■ EXERCISES TO COMPLETE
1 – In the WebSocket library extract, what protocol does HTTP/3 WebSocket run over?
2 – Print the part of the WebSocket library extract starting with "HTTP/3 WebSocket (RFC" and going on through "ws_config = Config::builder()".
3 – Carry on the WebSocket library extract from the point at which it stops.

■ PAGE EXTRACT
• • •

HTTP/2 Multiplexed Connections

Open multiple WebSocket streams over a single HTTP/2 connection:

let client = H2WebSocketClient::new(Config::default());
let mut conn = client.connect_multiplexed(tls_stream).await?;

// Open multiple WebSocket streams on the same connection
let mut ws1 = conn.open_websocket("wss://example.com/chat", None).await?;
let mut ws2 = conn.open_websocket("wss://example.com/notifications", None).await?;

HTTP/3 WebSocket (RFC 9220)

HTTP/3 WebSocket runs over QUIC, providing benefits like 0-RTT, no head-of-line blocking, and better mobile performance.

use sockudo_ws::http3::H3WebSocketServer;
use sockudo_ws::{Config, Message};
use futures_util::{SinkExt, StreamExt};

#[tokio::main]
async fn main() -> Result<(), Box<dyn std::error::Error>> {
    // Load TLS certificates (required for QUIC)
    let tls_config = load_server_tls_config()?;
    
    let ws_config = Config::builder()
        .http3_idle_timeout(30_000)

• • •

■ EXCERPTED RECORDS
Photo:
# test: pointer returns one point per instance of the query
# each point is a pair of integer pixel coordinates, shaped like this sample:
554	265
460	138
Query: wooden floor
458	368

• • •

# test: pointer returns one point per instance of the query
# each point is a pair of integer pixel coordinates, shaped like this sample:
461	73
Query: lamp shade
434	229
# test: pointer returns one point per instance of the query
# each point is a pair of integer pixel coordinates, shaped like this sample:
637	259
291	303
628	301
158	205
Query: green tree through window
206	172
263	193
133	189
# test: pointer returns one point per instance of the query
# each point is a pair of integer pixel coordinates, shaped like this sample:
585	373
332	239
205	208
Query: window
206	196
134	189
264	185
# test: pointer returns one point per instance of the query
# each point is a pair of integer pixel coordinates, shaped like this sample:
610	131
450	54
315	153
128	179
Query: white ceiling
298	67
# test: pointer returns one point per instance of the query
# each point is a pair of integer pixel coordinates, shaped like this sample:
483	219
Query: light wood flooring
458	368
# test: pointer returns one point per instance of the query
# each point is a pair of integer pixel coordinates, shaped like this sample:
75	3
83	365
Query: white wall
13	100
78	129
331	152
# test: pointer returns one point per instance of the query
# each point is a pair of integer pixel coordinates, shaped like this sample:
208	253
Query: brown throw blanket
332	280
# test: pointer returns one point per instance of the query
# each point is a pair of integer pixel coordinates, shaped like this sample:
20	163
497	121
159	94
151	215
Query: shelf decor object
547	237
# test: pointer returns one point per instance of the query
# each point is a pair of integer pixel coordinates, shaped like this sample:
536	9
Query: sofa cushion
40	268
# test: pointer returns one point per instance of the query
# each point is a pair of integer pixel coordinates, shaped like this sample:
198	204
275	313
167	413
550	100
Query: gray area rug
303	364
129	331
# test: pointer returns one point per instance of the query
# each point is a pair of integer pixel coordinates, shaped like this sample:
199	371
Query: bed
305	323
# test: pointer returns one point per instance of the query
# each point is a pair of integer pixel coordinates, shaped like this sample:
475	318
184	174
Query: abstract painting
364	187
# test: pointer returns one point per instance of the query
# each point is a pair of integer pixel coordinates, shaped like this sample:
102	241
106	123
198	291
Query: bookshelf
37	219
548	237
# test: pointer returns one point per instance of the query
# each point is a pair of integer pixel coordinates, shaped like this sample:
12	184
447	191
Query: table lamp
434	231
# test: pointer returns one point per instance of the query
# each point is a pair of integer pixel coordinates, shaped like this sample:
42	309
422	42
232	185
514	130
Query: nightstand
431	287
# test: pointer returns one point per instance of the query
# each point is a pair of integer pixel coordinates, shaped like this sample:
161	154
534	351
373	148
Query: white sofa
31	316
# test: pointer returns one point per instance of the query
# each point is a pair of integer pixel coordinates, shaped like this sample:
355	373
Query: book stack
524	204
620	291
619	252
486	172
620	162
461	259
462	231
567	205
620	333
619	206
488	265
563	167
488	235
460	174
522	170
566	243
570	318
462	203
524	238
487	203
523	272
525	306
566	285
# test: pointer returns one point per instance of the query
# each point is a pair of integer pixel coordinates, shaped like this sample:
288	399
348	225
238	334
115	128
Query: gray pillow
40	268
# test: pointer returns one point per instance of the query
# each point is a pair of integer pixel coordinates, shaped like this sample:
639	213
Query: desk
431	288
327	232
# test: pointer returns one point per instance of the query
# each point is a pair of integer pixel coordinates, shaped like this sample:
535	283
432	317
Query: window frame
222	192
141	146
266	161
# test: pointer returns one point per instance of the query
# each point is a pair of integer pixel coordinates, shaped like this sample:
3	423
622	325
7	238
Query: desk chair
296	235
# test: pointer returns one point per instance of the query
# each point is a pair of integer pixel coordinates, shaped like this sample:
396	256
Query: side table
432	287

• • •

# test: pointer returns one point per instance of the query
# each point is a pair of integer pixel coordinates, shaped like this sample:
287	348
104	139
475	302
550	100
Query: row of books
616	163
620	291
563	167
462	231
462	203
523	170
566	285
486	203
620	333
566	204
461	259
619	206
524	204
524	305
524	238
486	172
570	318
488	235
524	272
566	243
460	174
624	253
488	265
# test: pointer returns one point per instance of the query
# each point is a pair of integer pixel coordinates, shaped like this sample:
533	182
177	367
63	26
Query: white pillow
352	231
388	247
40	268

• • •

■ WRITTEN RESPONSES
1 – QUIC

2 –
HTTP/3 WebSocket (RFC 9220)

HTTP/3 WebSocket runs over QUIC, providing benefits like 0-RTT, no head-of-line blocking, and better mobile performance.

use sockudo_ws::http3::H3WebSocketServer;
use sockudo_ws::{Config, Message};
use futures_util::{SinkExt, StreamExt};

#[tokio::main]
async fn main() -> Result<(), Box<dyn std::error::Error>> {
    // Load TLS certificates (required for QUIC)
    let tls_config = load_server_tls_config()?;
    
    let ws_config = Config::builder()

3 –
        .build();

    let server = H3WebSocketServer::bind(
        "0.0.0.0:4433".parse()?,
        tls_config,
        ws_config,
    ).await?;

    println!("HTTP/3 server listening on {}", server.local_addr()?);

    server.serve(|mut ws, req| async move {
        println!("HTTP/3 WebSocket at: {}", req.path);
        
        // Same API as HTTP/1.1 and HTTP/2!
        while let Some(msg) = ws.next().await {
            if let Ok(msg) = msg {
                ws.send(msg).await.ok();
            }
        }
    }).await?;

    Ok(())
}

HTTP/3 Benefits

Feature Benefit
No head-of-line blocking One slow stream doesn't block others
0-RTT connection resumption Faster reconnections
Better mobile performance Handles network changes gracefully
Multiple streams per connection Efficient multiplexing

io_uring Support (Linux)

io_uring provides kernel-level async I/O with zero-copy operations. It's a transport layer that can be combined with any protocol.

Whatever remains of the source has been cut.